- **Exercise input**
- - -

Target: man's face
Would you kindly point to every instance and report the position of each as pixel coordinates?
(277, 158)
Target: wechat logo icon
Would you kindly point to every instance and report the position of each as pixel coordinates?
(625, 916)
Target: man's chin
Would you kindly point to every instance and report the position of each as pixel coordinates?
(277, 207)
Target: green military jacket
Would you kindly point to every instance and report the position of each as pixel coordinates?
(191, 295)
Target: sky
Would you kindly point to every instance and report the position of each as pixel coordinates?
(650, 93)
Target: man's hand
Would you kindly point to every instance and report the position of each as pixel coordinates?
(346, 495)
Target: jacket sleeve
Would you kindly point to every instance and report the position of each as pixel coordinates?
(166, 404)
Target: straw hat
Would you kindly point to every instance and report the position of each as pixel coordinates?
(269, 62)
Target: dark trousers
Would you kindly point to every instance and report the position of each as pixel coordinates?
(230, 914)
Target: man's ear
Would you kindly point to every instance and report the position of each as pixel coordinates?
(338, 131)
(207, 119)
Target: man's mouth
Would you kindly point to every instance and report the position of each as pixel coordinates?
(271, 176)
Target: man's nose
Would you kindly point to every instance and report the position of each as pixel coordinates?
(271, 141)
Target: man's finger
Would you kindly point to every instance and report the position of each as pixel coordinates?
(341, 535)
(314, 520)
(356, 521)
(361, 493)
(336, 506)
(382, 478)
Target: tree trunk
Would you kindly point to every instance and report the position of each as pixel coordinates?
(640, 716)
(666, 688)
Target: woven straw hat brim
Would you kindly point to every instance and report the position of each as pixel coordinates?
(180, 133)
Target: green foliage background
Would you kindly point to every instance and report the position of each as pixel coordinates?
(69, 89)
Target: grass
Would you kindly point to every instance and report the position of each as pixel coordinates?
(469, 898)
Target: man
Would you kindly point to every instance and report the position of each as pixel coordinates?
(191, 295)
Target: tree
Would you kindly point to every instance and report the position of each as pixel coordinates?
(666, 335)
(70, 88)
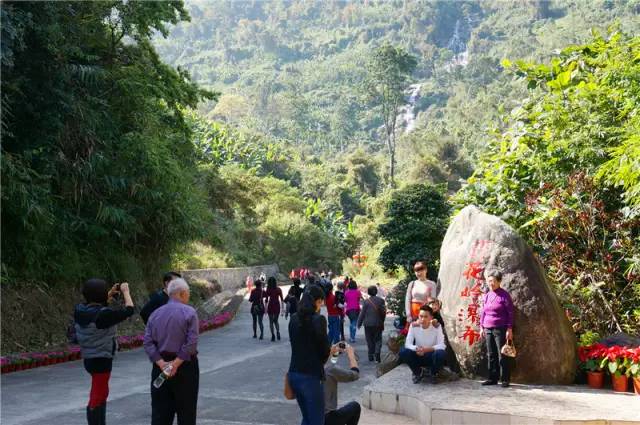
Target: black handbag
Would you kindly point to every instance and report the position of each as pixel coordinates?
(258, 308)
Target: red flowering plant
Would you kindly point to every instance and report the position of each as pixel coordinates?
(591, 357)
(634, 361)
(618, 360)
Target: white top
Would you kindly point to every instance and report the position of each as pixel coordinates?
(420, 337)
(419, 291)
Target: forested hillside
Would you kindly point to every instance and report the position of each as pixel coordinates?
(294, 69)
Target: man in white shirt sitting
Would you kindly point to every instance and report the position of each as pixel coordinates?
(424, 346)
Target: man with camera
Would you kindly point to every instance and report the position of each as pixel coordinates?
(349, 414)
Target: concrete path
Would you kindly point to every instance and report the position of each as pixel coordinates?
(240, 383)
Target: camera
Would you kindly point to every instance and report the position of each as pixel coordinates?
(116, 295)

- - -

- **Task**
All lines that include the word "camera" must be copied from the material above.

- **Task solution**
Target: man with camera
Target: camera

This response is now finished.